*Task prompt:* Print the entries below word for word, from their first line through the line containing "left=0, top=48, right=108, bottom=100", with both of those lines included.

::::::::::

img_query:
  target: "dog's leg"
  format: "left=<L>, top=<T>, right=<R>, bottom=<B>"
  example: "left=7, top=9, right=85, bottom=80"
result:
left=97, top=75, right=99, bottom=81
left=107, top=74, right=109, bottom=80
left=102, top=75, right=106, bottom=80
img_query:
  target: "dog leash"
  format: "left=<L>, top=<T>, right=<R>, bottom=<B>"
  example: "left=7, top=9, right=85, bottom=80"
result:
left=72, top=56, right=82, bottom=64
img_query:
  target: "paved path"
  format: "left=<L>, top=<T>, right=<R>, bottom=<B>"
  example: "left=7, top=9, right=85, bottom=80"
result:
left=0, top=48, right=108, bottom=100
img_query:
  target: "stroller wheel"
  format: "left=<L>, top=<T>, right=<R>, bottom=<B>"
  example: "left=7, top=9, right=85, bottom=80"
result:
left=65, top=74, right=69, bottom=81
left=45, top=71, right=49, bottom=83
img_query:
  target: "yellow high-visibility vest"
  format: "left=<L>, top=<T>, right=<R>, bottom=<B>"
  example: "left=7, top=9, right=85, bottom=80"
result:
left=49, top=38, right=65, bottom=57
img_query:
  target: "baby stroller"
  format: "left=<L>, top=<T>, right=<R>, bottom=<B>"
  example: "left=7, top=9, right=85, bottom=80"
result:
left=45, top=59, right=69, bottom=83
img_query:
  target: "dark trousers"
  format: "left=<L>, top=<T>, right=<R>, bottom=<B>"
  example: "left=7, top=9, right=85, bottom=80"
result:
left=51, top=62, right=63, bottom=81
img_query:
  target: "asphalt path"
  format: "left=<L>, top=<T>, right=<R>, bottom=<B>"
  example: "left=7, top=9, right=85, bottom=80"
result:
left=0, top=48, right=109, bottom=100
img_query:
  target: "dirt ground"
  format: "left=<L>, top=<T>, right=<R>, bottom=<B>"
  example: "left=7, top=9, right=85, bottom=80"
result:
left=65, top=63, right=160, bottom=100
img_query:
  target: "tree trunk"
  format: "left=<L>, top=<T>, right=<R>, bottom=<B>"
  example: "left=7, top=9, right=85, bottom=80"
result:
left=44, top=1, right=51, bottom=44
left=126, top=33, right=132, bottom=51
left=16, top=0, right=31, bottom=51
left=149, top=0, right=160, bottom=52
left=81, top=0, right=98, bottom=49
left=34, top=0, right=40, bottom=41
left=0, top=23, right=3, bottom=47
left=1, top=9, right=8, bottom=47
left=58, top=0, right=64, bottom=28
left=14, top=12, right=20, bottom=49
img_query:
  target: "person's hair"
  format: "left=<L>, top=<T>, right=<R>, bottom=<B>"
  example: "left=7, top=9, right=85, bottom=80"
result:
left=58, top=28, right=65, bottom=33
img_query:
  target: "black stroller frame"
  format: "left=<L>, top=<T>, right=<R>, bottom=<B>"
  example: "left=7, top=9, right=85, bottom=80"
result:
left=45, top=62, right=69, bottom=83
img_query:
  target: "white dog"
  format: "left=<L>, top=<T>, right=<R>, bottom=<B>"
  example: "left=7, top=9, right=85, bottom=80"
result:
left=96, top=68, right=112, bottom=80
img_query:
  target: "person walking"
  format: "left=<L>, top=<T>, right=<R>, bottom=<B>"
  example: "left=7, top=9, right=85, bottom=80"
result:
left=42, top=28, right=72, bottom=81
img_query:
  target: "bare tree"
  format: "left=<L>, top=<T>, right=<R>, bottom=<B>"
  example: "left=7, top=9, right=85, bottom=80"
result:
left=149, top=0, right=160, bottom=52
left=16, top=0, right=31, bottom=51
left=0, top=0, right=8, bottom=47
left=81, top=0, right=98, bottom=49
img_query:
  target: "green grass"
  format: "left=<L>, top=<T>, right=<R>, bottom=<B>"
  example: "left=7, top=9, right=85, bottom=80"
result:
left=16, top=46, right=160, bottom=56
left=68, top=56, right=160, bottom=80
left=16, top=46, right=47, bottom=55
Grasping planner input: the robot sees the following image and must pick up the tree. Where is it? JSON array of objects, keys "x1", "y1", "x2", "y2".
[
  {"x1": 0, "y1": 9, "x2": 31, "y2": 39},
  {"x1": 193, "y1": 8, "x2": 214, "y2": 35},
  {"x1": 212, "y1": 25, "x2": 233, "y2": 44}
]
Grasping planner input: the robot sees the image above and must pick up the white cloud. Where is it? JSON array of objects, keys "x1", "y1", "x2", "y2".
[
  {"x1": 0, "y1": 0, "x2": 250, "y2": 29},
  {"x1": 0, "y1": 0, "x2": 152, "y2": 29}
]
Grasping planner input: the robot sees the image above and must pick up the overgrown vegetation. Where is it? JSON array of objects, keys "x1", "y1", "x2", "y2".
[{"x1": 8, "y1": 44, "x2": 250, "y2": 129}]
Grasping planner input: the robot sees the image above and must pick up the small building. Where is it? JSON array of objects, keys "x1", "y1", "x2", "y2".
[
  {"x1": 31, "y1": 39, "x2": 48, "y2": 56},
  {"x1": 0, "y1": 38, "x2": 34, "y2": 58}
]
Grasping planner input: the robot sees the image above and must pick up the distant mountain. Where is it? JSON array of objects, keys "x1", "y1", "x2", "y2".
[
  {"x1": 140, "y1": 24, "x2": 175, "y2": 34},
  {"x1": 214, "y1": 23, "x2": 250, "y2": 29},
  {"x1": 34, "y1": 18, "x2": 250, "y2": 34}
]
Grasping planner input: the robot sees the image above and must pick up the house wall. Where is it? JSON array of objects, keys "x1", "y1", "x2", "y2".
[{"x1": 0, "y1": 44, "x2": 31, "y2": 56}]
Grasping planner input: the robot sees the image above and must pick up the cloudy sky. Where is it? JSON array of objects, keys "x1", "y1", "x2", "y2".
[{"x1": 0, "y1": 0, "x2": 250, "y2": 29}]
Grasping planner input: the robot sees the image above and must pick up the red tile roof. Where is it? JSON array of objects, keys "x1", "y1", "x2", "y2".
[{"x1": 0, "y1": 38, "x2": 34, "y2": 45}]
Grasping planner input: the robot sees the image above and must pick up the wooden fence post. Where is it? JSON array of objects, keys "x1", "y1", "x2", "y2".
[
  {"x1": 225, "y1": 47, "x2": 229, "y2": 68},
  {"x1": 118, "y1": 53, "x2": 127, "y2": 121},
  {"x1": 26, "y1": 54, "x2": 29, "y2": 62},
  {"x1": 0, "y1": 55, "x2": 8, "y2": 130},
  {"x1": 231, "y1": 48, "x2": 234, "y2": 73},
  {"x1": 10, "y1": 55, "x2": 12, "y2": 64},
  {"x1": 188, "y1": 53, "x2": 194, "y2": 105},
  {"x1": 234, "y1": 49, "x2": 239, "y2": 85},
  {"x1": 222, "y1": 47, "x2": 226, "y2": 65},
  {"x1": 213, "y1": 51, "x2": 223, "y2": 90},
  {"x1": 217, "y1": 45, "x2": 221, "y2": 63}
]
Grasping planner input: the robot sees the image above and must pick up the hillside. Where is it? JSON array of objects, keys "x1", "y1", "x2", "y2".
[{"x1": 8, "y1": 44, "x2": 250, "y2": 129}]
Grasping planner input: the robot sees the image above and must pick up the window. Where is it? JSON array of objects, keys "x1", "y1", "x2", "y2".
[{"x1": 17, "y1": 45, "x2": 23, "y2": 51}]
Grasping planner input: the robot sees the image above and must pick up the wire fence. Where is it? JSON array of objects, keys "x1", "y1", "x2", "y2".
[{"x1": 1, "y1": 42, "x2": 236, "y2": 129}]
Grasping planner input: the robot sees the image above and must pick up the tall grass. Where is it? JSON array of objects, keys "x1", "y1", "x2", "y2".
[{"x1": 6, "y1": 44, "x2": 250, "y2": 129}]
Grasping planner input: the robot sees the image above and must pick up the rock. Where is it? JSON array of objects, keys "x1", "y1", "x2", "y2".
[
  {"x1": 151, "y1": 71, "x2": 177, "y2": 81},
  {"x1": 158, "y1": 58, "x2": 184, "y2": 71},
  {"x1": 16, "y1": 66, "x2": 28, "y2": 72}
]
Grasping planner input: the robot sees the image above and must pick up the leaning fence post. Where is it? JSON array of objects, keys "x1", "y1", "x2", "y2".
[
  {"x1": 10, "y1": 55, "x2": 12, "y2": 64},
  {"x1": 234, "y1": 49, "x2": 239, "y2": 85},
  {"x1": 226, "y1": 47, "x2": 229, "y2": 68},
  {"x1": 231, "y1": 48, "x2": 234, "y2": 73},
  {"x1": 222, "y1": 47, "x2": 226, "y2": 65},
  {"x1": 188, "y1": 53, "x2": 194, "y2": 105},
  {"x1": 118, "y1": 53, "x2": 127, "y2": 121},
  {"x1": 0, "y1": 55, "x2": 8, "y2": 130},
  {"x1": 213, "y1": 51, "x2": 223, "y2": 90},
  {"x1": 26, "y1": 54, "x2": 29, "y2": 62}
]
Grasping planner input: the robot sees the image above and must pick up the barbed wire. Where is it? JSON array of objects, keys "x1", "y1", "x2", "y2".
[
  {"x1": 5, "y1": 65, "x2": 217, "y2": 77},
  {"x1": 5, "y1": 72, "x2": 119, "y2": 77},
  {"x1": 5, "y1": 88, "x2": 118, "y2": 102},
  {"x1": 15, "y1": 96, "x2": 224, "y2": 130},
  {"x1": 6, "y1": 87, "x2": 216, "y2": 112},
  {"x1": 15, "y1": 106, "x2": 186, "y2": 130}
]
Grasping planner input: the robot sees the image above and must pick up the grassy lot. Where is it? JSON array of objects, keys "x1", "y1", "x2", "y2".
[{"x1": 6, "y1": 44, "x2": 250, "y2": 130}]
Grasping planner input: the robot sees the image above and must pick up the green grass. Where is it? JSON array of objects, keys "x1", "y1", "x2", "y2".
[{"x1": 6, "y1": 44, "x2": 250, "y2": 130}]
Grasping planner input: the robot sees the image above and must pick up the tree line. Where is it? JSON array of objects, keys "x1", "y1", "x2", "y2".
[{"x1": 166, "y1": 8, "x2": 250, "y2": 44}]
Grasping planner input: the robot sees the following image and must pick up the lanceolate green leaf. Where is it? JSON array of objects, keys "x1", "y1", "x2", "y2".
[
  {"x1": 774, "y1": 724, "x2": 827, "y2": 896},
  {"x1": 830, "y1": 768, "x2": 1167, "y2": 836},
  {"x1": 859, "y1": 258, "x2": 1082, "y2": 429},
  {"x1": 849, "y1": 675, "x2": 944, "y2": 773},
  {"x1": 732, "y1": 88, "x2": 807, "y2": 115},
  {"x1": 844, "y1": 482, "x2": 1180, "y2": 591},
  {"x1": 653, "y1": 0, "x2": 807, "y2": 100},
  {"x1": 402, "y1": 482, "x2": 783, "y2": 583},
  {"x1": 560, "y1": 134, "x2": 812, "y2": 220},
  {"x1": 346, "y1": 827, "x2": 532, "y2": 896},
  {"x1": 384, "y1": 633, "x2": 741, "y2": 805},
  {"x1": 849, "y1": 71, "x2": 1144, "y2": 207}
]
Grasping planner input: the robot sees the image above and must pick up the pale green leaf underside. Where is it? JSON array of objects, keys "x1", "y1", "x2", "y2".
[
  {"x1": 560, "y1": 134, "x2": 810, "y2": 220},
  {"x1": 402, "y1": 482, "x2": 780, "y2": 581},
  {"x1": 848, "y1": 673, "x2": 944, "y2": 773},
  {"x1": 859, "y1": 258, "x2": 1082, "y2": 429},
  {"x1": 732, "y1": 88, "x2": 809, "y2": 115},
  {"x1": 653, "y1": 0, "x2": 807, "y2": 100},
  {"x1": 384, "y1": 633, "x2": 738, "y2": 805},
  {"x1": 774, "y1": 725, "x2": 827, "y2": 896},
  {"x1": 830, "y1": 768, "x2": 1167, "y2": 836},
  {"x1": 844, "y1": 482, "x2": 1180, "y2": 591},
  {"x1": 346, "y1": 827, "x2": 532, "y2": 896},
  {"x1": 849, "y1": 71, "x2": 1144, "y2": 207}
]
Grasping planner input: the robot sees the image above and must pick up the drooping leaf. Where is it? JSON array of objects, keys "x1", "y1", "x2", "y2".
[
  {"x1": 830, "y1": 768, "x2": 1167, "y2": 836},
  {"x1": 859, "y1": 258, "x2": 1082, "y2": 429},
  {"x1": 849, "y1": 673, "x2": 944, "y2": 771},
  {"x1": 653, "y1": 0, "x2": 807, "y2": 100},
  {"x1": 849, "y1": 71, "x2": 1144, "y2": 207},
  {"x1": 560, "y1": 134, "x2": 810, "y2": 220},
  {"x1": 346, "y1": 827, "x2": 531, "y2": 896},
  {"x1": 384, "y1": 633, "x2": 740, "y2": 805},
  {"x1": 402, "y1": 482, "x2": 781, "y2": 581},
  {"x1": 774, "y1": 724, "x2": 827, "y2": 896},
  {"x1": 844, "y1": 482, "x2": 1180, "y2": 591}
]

::::::::::

*Finished answer:*
img_query:
  target: "dog's leg"
  format: "left=<L>, top=<T>, right=<R>, bottom=<B>"
  example: "left=7, top=9, right=85, bottom=80"
result:
left=97, top=75, right=99, bottom=81
left=107, top=74, right=109, bottom=80
left=102, top=75, right=106, bottom=80
img_query:
  target: "dog leash"
  format: "left=<L>, top=<T>, right=<R>, bottom=<B>"
  example: "left=7, top=9, right=85, bottom=80"
result:
left=72, top=56, right=82, bottom=64
img_query:
  target: "paved path"
  format: "left=<L>, top=<T>, right=<R>, bottom=<B>"
  example: "left=7, top=9, right=85, bottom=80"
result:
left=0, top=48, right=108, bottom=100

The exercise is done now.